**Passage to read:**
There are many things that can happen to your garden that you wouldn’t even consider being a problem, pests and diseases. Either of these can wreak havoc very quickly without a sign that it was there. You need to know what to look for and ways to prevent it before an infestation can occur. There are several different ways to eliminate the issue at hand. As with any gardener you would prefer to do so organically but that is not always an option.
Pests
When I think of pests I think along the line of birds and rabbits. These larger pests can be prevented from your garden by using fencing to protect the garden as a whole. Seedlings can be protected with mulch to keep anything from getting to the stem and roots. I have also seen pie pans and CD’s that are hung to discourage the pests because of the reflection and the noises made. However, the bigger pest issue for your garden comes in much smaller forms.
Beetles
The flea beetle is one that likes to feed on the young plant. They can eat away at the leaves of the seedling and then it fails to grow.
Aphids And Mites
The green aphid attacks the plant while it is young, leaving it wilted, they can also spread viruses. Mites feed on the leaves of the plant leaving it deformed. To treat aphids and mites dip the plants in cold water to wash off and kill them.
Caterpillars
The Caterpillars feast on plants but do not kill them. It is recommended to not kill the caterpillar, but to share a few plants with them. Soon enough you will have butterflies in your garden.
Thrips
Thrips are a female insect that does not need a male to produce eggs. They are a small insect that is yellow as a nymph and becomes darker as an adult. Thrips cut into the skin of the plant and suck the juices out. Plants become splotchy, pale, silvery in color and then die.
Related: How to Keep Moisture and Pests Away from Your Food Stockpile
Snails and Slugs
Slugs and snails are small soft bodied pests that feed in your garden. The difference is the snail has a shell while the slug does not. To control them in your garden you can use egg shells or diatomaceous earth around the plants to prevent them from crawling over it, or hand pick them off and dispose of them.
Carrot Root Fly
The female fly lays eggs in the soil and the eggs hatch into a creamy-white legless worm. The worms eat the roots of the plant and stunt its growth. To treat, you can mix one part hydrogen peroxide to 10 parts of water up to twice a week.
Tomato Hornworm
The hornworm is a green caterpillar with white and black marks over their body and a horn at its rear. This pest is well camouflaged amongst your plants and can grow to be five inches long. The hornworm prefers to feed on plants in the nightshade family; tomato, pepper, potato, eggplant, and tobacco plants. This pest can destroy a lot in one night. A helpful tip to find the hornworm is to look for droppings around the plant, if you see dark droppings a worm should be in that area.

**Data records:**
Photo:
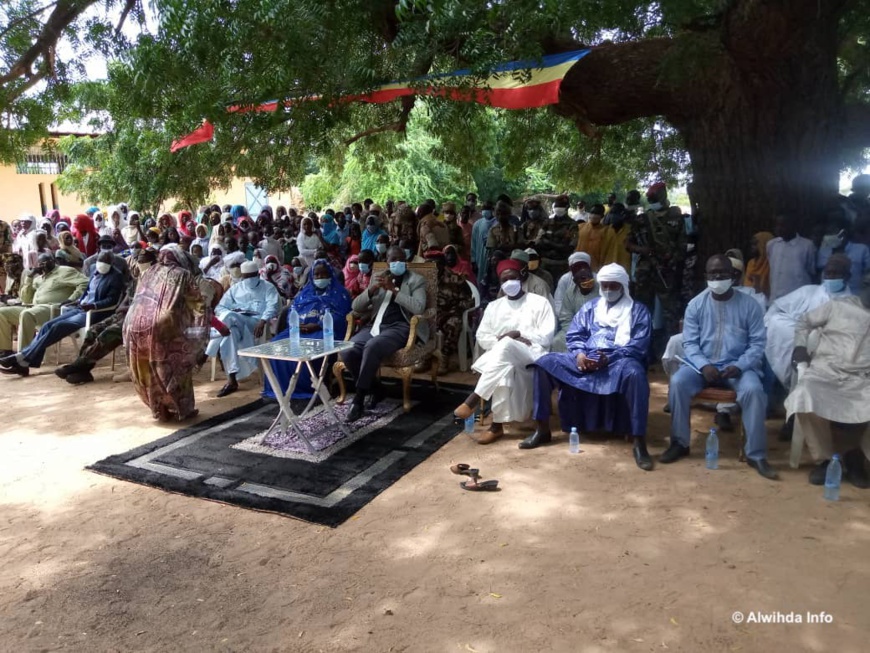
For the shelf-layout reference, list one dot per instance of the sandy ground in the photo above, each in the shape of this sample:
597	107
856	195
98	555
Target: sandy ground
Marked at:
577	553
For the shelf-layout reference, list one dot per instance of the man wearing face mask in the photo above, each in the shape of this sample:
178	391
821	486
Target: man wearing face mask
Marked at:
590	236
515	331
558	240
530	283
381	245
584	288
838	240
602	379
106	336
107	244
533	227
103	293
391	300
245	309
724	339
431	232
479	235
455	236
783	315
46	287
833	383
471	202
372	231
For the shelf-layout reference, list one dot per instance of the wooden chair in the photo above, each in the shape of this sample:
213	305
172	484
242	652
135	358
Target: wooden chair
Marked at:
723	396
404	360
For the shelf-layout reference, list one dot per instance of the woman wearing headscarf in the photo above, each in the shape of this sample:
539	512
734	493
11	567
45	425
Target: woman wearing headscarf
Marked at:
322	293
758	269
100	224
132	233
308	241
351	271
86	234
354	239
238	212
46	225
328	230
165	331
279	276
68	251
458	264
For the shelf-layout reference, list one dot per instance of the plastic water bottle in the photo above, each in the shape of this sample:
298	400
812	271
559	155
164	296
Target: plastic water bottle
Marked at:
293	323
712	452
832	479
574	440
328	332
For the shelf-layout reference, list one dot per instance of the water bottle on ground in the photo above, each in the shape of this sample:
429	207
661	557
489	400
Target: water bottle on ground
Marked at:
712	452
574	440
293	324
832	479
328	332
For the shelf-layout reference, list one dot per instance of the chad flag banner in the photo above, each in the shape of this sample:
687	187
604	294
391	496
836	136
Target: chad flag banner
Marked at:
512	85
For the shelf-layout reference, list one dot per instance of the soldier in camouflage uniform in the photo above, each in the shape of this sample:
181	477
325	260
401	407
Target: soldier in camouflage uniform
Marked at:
558	240
658	237
454	298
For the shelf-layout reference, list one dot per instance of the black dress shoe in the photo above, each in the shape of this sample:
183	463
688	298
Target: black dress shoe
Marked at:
78	378
376	396
818	473
673	453
15	368
642	457
228	389
723	421
854	470
763	467
356	411
535	440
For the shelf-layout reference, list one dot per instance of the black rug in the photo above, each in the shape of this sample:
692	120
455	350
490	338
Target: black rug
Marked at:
225	458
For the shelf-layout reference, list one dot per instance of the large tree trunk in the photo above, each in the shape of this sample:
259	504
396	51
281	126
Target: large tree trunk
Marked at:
758	106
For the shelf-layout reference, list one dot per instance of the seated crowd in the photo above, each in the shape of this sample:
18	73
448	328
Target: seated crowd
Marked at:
580	303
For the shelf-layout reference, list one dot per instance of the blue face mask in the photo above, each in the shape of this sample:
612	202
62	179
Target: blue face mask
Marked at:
834	285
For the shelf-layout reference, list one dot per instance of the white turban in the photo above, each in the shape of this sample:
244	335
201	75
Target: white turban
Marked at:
617	315
579	257
614	272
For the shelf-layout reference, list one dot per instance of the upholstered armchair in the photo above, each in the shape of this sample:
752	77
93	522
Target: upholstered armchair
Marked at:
404	360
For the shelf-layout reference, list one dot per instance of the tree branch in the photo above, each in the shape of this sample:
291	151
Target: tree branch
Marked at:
21	19
64	14
128	7
856	125
399	126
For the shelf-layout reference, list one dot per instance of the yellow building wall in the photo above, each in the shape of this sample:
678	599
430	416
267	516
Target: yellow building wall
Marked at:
20	194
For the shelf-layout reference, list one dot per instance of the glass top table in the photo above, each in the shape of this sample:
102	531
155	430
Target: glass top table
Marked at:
309	350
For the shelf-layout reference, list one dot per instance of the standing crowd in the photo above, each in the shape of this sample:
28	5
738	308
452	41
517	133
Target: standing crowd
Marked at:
569	299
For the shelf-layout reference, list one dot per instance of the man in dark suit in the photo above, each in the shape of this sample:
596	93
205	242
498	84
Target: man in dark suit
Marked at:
392	299
102	296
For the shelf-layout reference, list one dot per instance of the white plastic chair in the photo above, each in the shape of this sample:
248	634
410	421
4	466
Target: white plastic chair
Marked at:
79	336
466	336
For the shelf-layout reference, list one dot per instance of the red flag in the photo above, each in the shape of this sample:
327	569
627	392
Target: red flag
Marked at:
201	135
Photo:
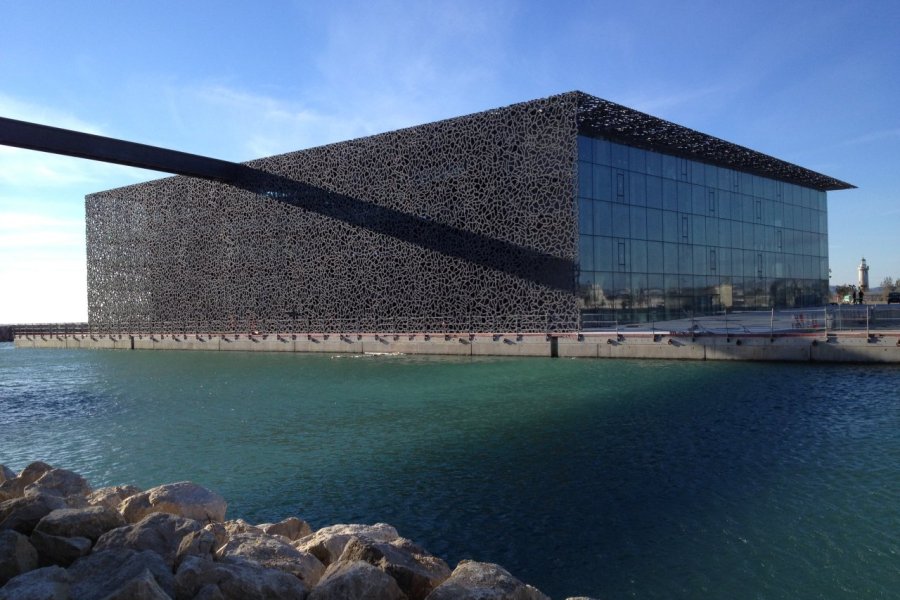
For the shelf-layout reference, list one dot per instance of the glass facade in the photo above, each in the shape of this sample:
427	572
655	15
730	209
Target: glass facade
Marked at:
665	237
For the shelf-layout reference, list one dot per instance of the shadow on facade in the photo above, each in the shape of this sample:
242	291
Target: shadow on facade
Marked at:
526	263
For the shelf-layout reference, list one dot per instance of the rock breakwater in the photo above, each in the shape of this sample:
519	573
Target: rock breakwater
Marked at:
62	540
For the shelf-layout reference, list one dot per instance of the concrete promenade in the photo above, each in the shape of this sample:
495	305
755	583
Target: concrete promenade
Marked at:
872	347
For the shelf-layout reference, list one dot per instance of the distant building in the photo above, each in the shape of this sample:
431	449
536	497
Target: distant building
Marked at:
549	214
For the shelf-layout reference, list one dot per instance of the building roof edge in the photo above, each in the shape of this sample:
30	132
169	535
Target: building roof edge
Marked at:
599	117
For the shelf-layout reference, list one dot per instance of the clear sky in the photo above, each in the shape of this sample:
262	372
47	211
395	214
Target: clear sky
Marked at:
814	83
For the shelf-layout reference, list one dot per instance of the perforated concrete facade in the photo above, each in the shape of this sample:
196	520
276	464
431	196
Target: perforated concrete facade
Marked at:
467	224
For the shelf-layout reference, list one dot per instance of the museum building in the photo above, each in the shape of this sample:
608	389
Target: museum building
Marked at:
556	214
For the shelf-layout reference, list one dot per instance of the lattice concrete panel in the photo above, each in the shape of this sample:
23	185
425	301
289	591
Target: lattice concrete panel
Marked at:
467	224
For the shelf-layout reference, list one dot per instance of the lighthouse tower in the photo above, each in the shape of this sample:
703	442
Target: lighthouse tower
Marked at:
863	275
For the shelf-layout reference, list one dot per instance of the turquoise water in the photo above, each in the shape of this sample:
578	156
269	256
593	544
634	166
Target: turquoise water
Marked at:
616	479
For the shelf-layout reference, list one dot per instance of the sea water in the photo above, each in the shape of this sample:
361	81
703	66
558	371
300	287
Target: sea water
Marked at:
609	478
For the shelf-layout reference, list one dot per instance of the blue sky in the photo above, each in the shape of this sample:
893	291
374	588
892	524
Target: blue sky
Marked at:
813	83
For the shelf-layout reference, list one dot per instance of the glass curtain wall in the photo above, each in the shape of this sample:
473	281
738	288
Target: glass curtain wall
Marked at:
663	237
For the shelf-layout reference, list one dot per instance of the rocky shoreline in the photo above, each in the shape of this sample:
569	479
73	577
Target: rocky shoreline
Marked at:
62	540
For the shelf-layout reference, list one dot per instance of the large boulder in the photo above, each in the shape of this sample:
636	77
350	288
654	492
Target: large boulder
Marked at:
49	583
274	553
356	580
415	570
198	543
484	581
118	573
185	499
112	496
25	512
57	550
14	487
63	483
328	543
17	555
90	522
160	532
292	528
234	580
143	587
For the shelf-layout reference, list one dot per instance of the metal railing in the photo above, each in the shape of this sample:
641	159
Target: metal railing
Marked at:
833	318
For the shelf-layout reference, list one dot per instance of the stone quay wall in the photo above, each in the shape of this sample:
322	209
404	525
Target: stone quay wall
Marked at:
881	347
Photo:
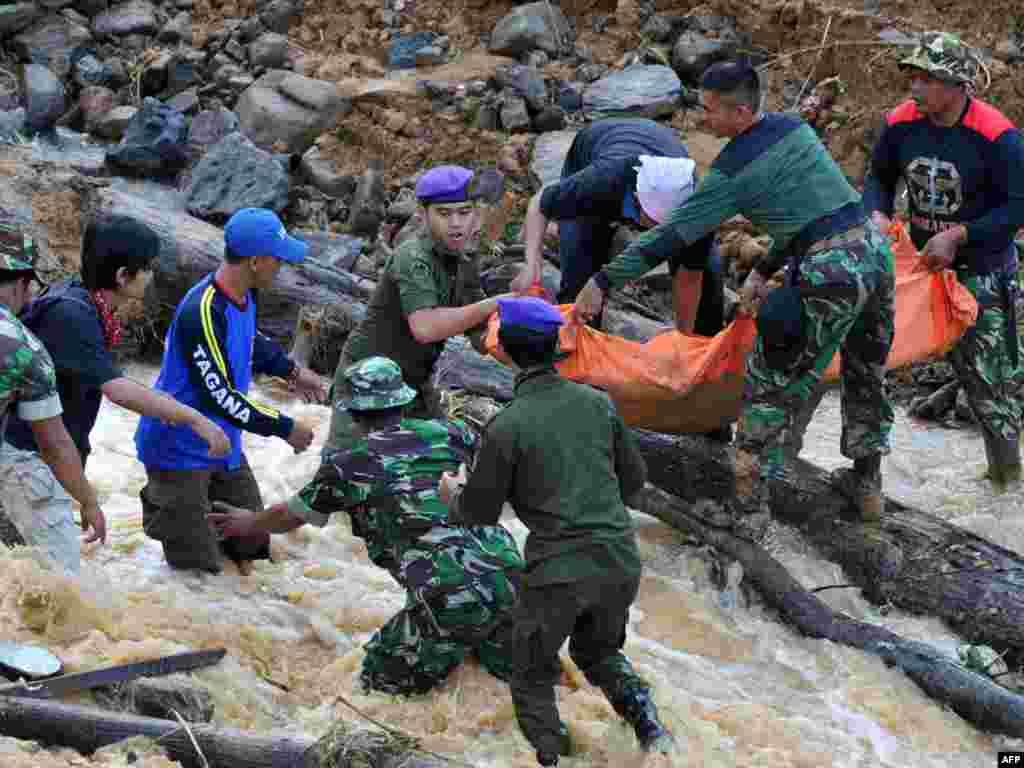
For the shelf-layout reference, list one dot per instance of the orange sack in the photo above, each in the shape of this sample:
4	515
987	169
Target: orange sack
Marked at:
680	383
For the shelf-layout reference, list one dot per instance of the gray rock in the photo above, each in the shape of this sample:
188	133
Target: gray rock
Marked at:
268	50
591	72
896	37
183	71
90	71
186	101
657	30
570	96
549	119
535	26
89	8
250	30
430	55
322	174
154	144
549	156
515	118
155	76
537	59
236	50
693	53
488	117
50	42
291	109
643	90
112	125
235	174
44	96
95	101
178	30
133	17
401	52
12	125
212	125
16	16
279	14
525	82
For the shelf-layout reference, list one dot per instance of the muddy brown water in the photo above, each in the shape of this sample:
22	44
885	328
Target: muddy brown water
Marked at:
737	687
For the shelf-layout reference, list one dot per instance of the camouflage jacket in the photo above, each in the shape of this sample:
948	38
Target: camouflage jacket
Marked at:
27	374
388	484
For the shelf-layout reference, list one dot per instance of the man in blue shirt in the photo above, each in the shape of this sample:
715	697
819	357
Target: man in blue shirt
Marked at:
211	353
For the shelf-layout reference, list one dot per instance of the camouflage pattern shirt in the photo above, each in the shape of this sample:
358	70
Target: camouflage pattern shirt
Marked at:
27	374
388	484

**Work instructions:**
#1 Please retype the part of the garden pests text that opens with the words containing "Related: How to" and closes with "twice a week.".
#2 In the garden pests text, why are pie pans and CDs hung in a garden?
#3 Answer these questions from the garden pests text above:
(a) How long can a tomato hornworm grow?
(b) What mixture is given for treating carrot root fly, and how often can it be used?
(c) What is the difference between a snail and a slug?

**Responses:**
#1
Related: How to Keep Moisture and Pests Away from Your Food Stockpile
Snails and Slugs
Slugs and snails are small soft bodied pests that feed in your garden. The difference is the snail has a shell while the slug does not. To control them in your garden you can use egg shells or diatomaceous earth around the plants to prevent them from crawling over it, or hand pick them off and dispose of them.
Carrot Root Fly
The female fly lays eggs in the soil and the eggs hatch into a creamy-white legless worm. The worms eat the roots of the plant and stunt its growth. To treat, you can mix one part hydrogen peroxide to 10 parts of water up to twice a week.

#2 They are hung to discourage pests such as birds and rabbits. The reflection and the noises they make keep the pests away.

#3
(a) Up to five inches long.
(b) One part hydrogen peroxide to 10 parts water, up to twice a week.
(c) The snail has a shell, and the slug does not.